§ **Dataset rows**

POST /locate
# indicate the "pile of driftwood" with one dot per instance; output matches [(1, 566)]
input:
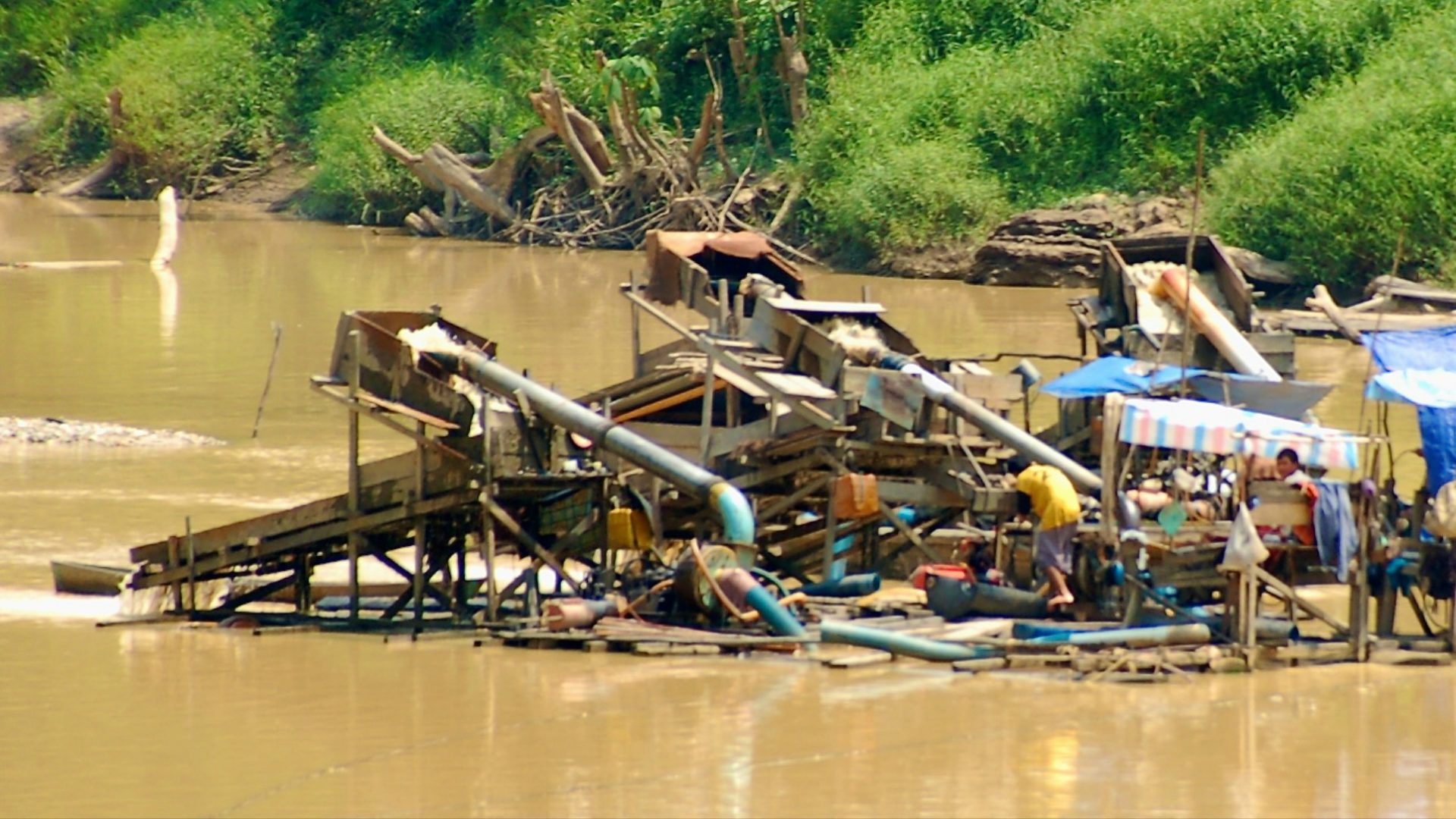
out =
[(1392, 303), (615, 190)]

§ **Directive**
Every line should be retyped exactly, with the pictures omitted.

§ **The result**
POST /locate
# indicate the "pile of driftwood" with one dot per instance; output matches [(1, 566)]
input:
out =
[(1392, 303), (615, 190)]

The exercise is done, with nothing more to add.